Top of Source material
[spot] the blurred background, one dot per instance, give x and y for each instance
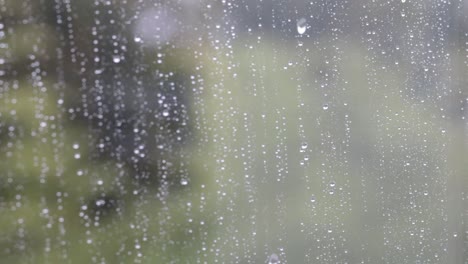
(196, 131)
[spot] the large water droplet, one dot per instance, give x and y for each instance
(273, 259)
(116, 59)
(301, 26)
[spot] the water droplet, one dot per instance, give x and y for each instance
(312, 199)
(301, 26)
(273, 259)
(116, 59)
(184, 182)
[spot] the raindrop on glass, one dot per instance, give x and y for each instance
(116, 59)
(273, 259)
(184, 182)
(301, 26)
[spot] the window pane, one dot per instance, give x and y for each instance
(247, 131)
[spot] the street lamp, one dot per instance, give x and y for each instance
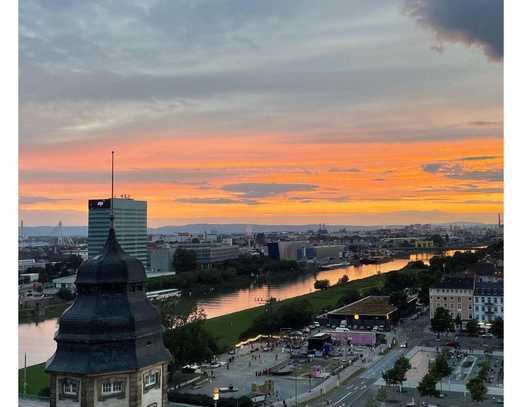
(215, 395)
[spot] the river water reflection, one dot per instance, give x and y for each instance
(36, 339)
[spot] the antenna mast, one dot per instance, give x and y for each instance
(112, 189)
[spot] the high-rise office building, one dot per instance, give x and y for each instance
(130, 224)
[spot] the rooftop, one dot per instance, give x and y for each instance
(371, 305)
(463, 283)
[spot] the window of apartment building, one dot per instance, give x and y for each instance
(70, 388)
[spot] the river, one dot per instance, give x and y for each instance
(36, 339)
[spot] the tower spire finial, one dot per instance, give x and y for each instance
(112, 189)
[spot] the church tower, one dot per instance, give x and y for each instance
(110, 350)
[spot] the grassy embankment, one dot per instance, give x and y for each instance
(37, 380)
(227, 329)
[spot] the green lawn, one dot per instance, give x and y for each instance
(227, 329)
(37, 379)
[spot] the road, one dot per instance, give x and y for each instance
(358, 389)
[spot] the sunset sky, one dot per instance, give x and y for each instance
(266, 111)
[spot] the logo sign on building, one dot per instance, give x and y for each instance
(99, 204)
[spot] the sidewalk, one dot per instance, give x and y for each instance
(329, 384)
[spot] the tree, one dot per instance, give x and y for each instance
(321, 284)
(397, 374)
(497, 328)
(428, 385)
(458, 321)
(484, 369)
(442, 320)
(185, 260)
(382, 394)
(472, 328)
(185, 336)
(477, 389)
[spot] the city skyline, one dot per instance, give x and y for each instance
(266, 112)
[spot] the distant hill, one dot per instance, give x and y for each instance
(73, 231)
(81, 231)
(243, 227)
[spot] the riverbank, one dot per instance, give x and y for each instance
(227, 329)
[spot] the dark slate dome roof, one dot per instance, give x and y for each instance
(111, 326)
(112, 265)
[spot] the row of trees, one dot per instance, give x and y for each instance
(294, 315)
(185, 335)
(436, 372)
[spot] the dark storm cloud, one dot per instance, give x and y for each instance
(261, 190)
(472, 22)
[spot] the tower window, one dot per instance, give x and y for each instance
(151, 380)
(113, 387)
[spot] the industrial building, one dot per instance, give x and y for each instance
(366, 313)
(207, 254)
(287, 250)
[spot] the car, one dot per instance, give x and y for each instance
(453, 344)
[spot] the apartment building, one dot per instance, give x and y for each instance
(455, 295)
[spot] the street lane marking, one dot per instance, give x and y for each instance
(342, 398)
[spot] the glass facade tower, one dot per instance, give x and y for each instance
(130, 224)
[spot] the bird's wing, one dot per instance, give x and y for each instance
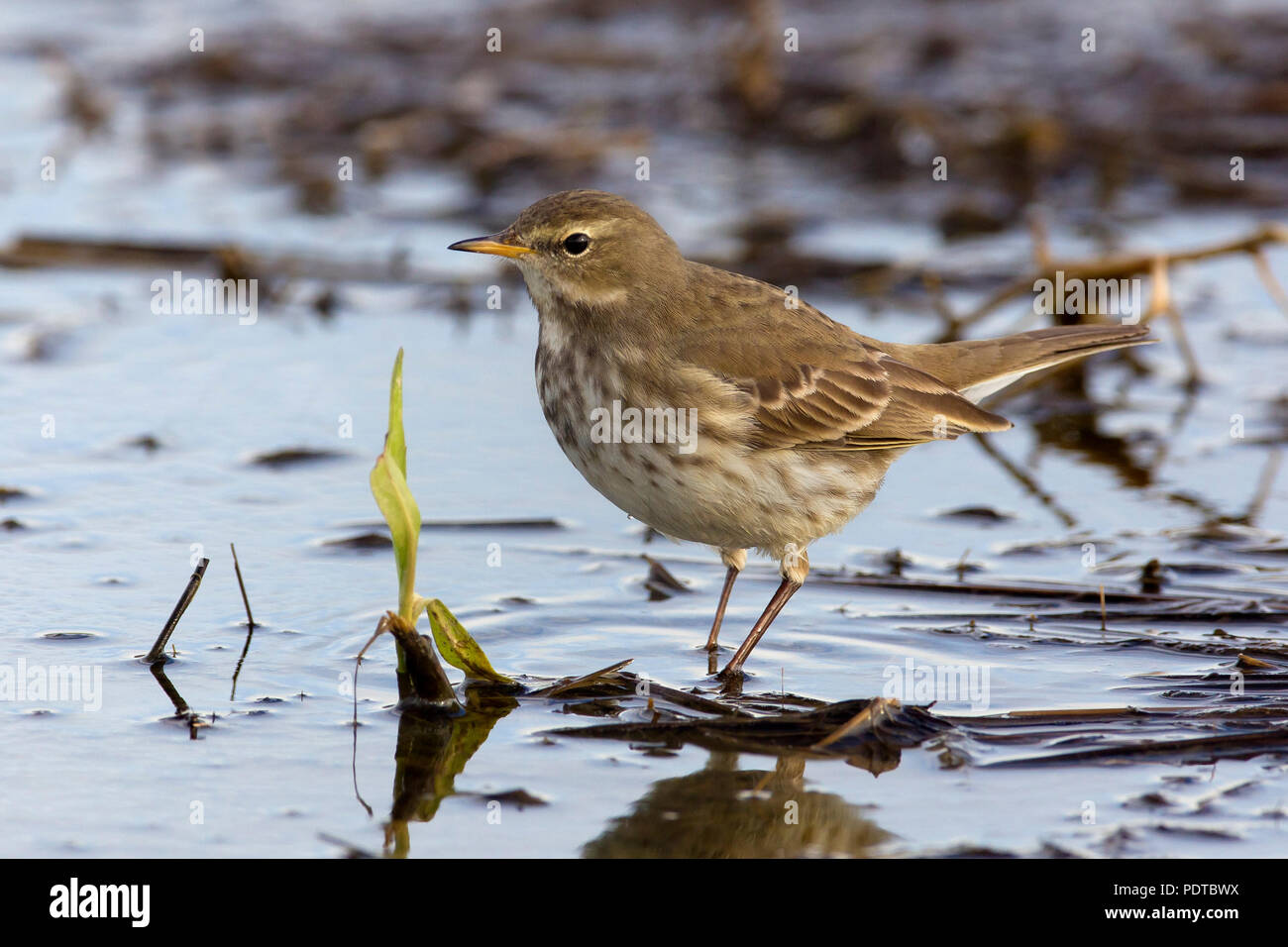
(812, 384)
(858, 405)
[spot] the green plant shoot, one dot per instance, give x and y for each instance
(398, 506)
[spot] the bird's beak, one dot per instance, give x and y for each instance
(498, 245)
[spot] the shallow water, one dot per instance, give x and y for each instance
(107, 534)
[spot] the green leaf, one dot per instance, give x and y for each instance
(395, 441)
(458, 647)
(394, 499)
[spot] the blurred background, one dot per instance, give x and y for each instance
(794, 142)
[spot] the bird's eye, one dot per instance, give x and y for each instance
(576, 244)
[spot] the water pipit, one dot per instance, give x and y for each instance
(721, 410)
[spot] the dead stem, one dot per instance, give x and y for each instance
(158, 651)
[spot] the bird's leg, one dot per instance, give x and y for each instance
(734, 560)
(794, 569)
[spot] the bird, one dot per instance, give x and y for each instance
(725, 411)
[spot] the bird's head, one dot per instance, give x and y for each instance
(587, 249)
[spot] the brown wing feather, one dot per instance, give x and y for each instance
(818, 385)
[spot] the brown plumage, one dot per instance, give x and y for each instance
(798, 418)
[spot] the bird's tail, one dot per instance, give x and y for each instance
(982, 368)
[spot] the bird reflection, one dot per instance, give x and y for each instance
(724, 812)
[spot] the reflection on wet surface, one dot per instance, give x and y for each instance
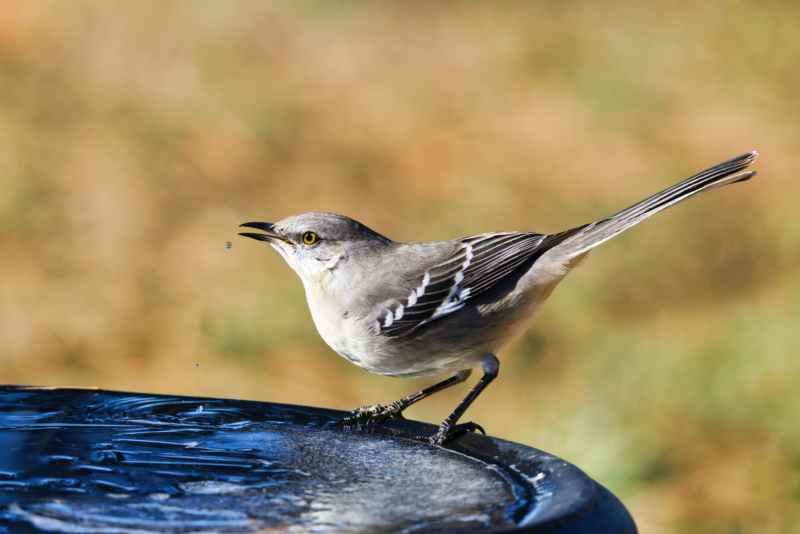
(101, 462)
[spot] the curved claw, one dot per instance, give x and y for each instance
(373, 414)
(445, 433)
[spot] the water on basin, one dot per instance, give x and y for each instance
(106, 462)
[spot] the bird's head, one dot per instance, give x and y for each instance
(316, 244)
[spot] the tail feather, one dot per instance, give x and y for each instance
(723, 174)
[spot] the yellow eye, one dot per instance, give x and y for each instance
(309, 238)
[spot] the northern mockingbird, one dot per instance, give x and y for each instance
(424, 309)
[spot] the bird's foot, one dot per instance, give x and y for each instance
(373, 414)
(445, 433)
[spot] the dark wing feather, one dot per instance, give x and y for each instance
(477, 264)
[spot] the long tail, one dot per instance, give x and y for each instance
(723, 174)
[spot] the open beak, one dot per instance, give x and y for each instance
(273, 237)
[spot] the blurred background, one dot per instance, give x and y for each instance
(135, 137)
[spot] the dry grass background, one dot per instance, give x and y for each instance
(136, 136)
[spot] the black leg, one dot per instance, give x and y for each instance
(490, 366)
(378, 413)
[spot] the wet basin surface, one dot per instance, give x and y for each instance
(102, 461)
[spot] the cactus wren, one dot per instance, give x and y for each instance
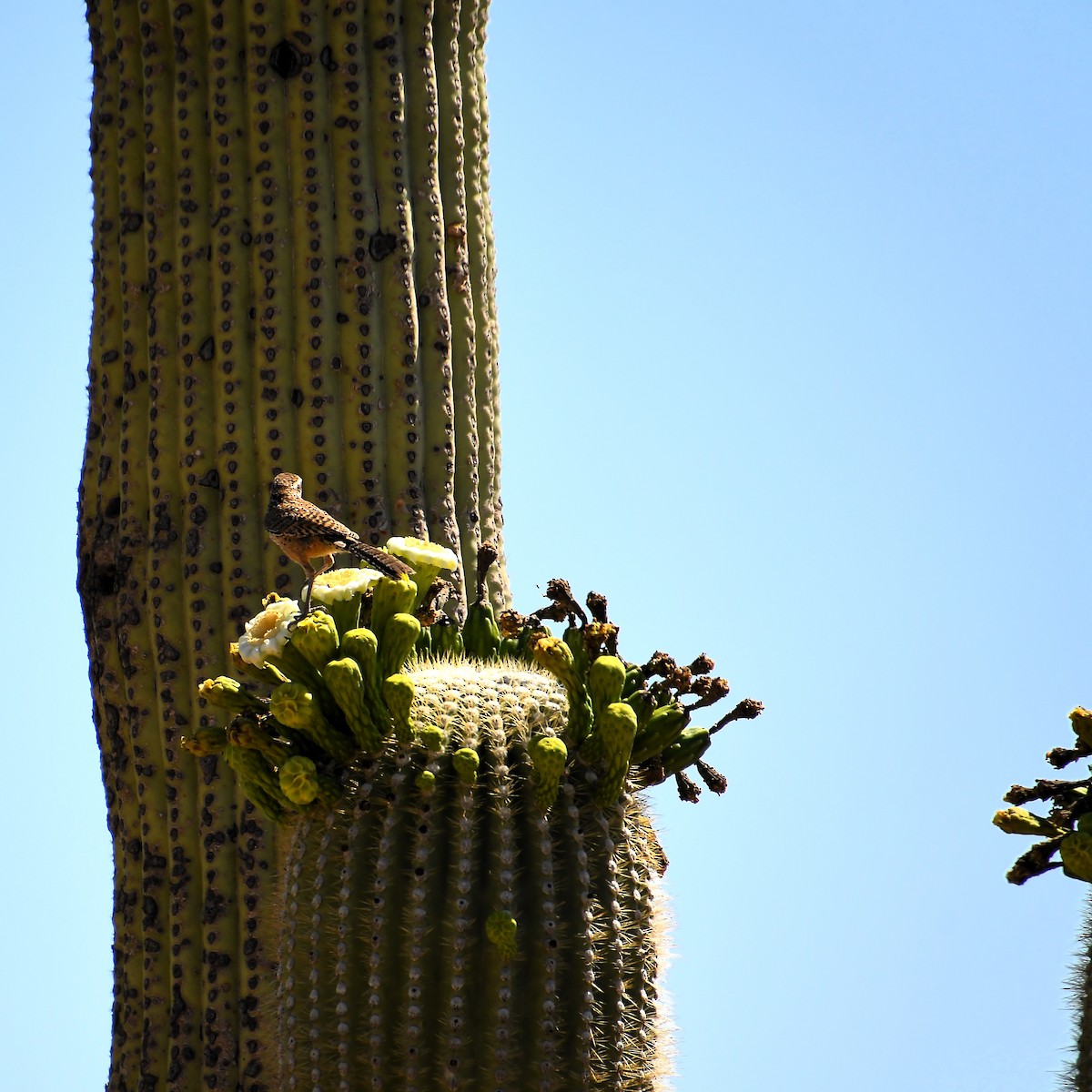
(306, 534)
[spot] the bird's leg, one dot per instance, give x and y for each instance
(315, 571)
(311, 573)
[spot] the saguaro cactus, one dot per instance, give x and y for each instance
(469, 879)
(1066, 834)
(293, 270)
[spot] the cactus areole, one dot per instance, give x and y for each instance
(401, 846)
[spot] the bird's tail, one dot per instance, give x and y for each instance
(379, 560)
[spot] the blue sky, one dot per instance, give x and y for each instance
(807, 288)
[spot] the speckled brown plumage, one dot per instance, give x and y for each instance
(307, 534)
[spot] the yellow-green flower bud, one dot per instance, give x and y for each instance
(299, 780)
(465, 762)
(556, 656)
(1076, 852)
(447, 639)
(605, 680)
(660, 730)
(363, 645)
(500, 928)
(398, 693)
(203, 742)
(1021, 822)
(480, 632)
(573, 638)
(1081, 720)
(399, 636)
(345, 682)
(430, 737)
(609, 748)
(692, 745)
(391, 598)
(549, 756)
(228, 693)
(294, 705)
(258, 780)
(316, 637)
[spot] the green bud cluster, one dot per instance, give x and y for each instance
Bottom of Source material
Problem - Each entry above is to be duplicated exactly, and its pictures omitted.

Task response -
[spot] the blurred background, one dot per instance, give x and y for each instance
(196, 131)
[spot] the large water droplet, one dot per instance, give x and y for each instance
(273, 259)
(116, 59)
(301, 26)
[spot] the water droplet, one dot per instance, give x and y for each instance
(312, 199)
(301, 26)
(273, 259)
(116, 59)
(184, 182)
[spot] the raindrop on glass, one dot per instance, give x and y for each instance
(116, 59)
(273, 259)
(184, 182)
(301, 26)
[spot] the window pane, one dot per instance, give x and y for each instance
(247, 131)
[spot] the street lamp, one dot per instance, give x and y for each instance
(215, 395)
[spot] the river water reflection, one dot per instance, give x and y for each instance
(36, 339)
[spot] the antenna mast, one dot per instance, give x and y for each instance
(112, 189)
[spot] the high-rise office building, one dot per instance, give x and y for each instance
(130, 224)
[spot] the rooftop, one dot per instance, give x and y for each instance
(371, 305)
(463, 283)
[spot] the window of apartment building, one dot per instance, give x and y for each instance
(70, 388)
[spot] the river, one dot per instance, give x and y for each instance
(36, 339)
[spot] the tower spire finial, one dot per instance, give x and y for each instance
(112, 189)
[spot] the church tower, one dot per instance, give x and y for each instance
(110, 350)
[spot] the grassy embankment, one dot per instance, give x and y for each instance
(37, 380)
(227, 329)
[spot] the green lawn, one dot per instance, give x and y for each instance
(227, 329)
(37, 379)
[spot] the road, one dot per instance, give x and y for each instance
(358, 389)
[spot] the sunset sky, one dot per instance, give x and y for each instance
(266, 111)
[spot] the logo sign on building, one dot per instance, give x and y for each instance
(99, 204)
[spot] the sidewalk, one dot per instance, give x and y for each instance
(329, 384)
[spot] the tree, one dot per instance, give x and y for each instance
(321, 284)
(397, 374)
(497, 328)
(428, 385)
(458, 321)
(484, 369)
(442, 320)
(185, 260)
(382, 394)
(472, 328)
(185, 336)
(477, 389)
[spot] the city skyline, one dot per instance, give x and y for each instance
(266, 112)
[spot] the distant hill, one dot per instance, give x and y for each instance
(73, 231)
(81, 231)
(243, 227)
[spot] the riverbank, one dot per instance, give x and y for each instance
(227, 329)
[spot] the dark slate dome roof, one dot per instance, give x and y for each instance
(111, 326)
(112, 265)
[spot] the row of trees, one dot per instance, give x and y for each instance
(294, 315)
(185, 335)
(436, 372)
[spot] the dark storm cloud, one dot per instance, give x and y for each instance
(261, 190)
(472, 22)
[spot] the tower window, one dot per instance, give x and y for each instance
(151, 380)
(113, 387)
[spot] the industrial building, one dot per instance, give x and y for each instance
(366, 313)
(207, 254)
(287, 250)
[spot] the car, one dot per instance, give x and y for each instance
(453, 344)
[spot] the apartment building, one dot per instance, give x and y for each instance
(455, 295)
[spot] the street lane marking, one dot per instance, give x and y for each instance
(342, 398)
[spot] the glass facade tower, one dot per instance, give x and y for each instance
(130, 224)
[spot] the bird's wing, one dot per instance, give x and y for each instance
(812, 384)
(858, 405)
[spot] the green plant shoot, one dot per instance, give x and y for each instance
(398, 506)
[spot] the bird's beak, one dot per instance, give x and y for each instance
(498, 245)
[spot] the shallow water, one dot per instance, give x and y for each instance
(107, 534)
[spot] the green leaf, one dot per instance, give x and y for each instance
(395, 441)
(458, 647)
(394, 499)
[spot] the blurred background, one dot per instance, give x and y for each instance
(794, 142)
[spot] the bird's eye, one dot per instance, give x and y for each instance
(576, 244)
[spot] the water pipit, one dot per instance, give x and y for each instance
(721, 410)
[spot] the dead stem, one dot per instance, give x and y for each instance
(158, 651)
[spot] the bird's leg, one dot per instance, give x and y for each instance
(734, 560)
(794, 569)
[spot] the bird, one dot per instance, give x and y for each instance
(725, 411)
[spot] the bird's head, one dot per instance, give x and y for each instance
(587, 249)
[spot] the brown wing feather, one dot per instance, give x and y for each instance
(818, 385)
[spot] the brown plumage, one dot per instance, give x and y for each instance
(798, 418)
[spot] the bird's tail, one dot per instance, give x and y for each instance
(982, 368)
[spot] the bird reflection, one dot per instance, give x and y for each instance
(724, 812)
[spot] the reflection on wet surface, one dot per instance, give x and y for each instance
(101, 462)
[spot] the curved claw, one dot per instance, give x and y for each instance
(373, 414)
(445, 433)
[spot] the water on basin, one dot per instance, give x and y for each instance
(106, 462)
[spot] the bird's head, one dot per instance, give x and y for each instance
(316, 244)
[spot] the tail feather, one dot per instance, give x and y for each instance
(723, 174)
[spot] the yellow eye, one dot per instance, give x and y for each instance
(309, 238)
[spot] the northern mockingbird, one dot per instance, give x and y for each instance
(424, 309)
[spot] the bird's foot, one dot per instance, give x and y for each instance
(373, 414)
(445, 433)
[spot] the dark wing feather, one dot per instance, give x and y for each instance
(477, 264)
[spot] the long tail, one dot per instance, give x and y for each instance
(723, 174)
[spot] the open beak, one dot per instance, give x and y for each instance
(273, 237)
[spot] the blurred background, one dot per instance, give x and y for each instance
(135, 137)
[spot] the dry grass background, one dot per instance, give x and y for each instance
(136, 136)
[spot] the black leg, one dot per instance, give x and y for each instance
(490, 366)
(378, 413)
[spot] the wet basin surface, one dot per instance, give x and y for each instance
(102, 461)
[spot] the cactus wren, one dot per instance, give x and y for each instance
(306, 534)
[spot] the bird's leg, one dot per instance, give x and y for each instance
(315, 571)
(311, 573)
[spot] the saguaro cactus, one dot per instance, give x and y for each instance
(469, 879)
(1066, 834)
(293, 270)
[spot] the cactus areole, one dot per instance, give x and y for each instance
(401, 846)
[spot] the bird's tail, one dot per instance, give x and y for each instance
(379, 560)
[spot] the blue sky, one dot per instance, give x and y for each instance
(807, 288)
[spot] the speckled brown plumage, one dot per instance, give x and y for each instance
(307, 534)
[spot] the yellow-green flower bud, one dot per instance, give x and y for each instance
(299, 780)
(465, 762)
(556, 656)
(1076, 852)
(447, 639)
(605, 680)
(660, 730)
(363, 645)
(500, 928)
(398, 693)
(203, 742)
(1021, 822)
(480, 632)
(573, 638)
(1081, 720)
(399, 636)
(345, 682)
(430, 737)
(609, 748)
(692, 745)
(391, 598)
(549, 756)
(228, 693)
(294, 705)
(258, 780)
(316, 637)
[spot] the green bud cluster, one dot per instance, give x and y for each instance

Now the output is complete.